## Material for the task
* start *
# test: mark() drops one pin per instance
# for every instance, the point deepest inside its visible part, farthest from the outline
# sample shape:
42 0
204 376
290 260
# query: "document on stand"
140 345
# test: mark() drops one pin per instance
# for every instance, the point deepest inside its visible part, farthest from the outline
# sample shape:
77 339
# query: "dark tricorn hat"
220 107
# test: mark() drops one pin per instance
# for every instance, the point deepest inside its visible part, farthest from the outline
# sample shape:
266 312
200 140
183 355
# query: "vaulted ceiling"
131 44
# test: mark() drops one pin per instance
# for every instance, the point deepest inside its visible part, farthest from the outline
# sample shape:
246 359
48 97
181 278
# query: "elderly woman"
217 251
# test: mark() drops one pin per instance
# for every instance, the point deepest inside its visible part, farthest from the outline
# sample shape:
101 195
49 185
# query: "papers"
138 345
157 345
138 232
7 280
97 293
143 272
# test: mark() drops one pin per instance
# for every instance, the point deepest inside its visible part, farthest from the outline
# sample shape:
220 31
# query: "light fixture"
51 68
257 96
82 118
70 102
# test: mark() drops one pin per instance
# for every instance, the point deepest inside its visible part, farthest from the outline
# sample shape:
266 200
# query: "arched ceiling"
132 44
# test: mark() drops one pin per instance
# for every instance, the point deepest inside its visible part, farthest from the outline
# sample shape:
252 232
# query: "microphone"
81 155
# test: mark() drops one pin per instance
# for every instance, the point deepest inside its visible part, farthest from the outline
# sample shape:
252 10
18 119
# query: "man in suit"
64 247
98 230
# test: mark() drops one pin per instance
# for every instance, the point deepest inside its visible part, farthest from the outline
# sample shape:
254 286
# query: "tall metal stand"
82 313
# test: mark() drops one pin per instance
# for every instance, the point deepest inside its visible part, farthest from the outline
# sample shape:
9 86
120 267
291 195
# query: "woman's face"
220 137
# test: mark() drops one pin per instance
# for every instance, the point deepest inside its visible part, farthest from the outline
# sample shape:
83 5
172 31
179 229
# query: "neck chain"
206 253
* end *
## Stated exercise
State how many lines in the rows above contain the string "stand", treating uppercase and lowercase as different. Reply with the number only.

## Completed task
2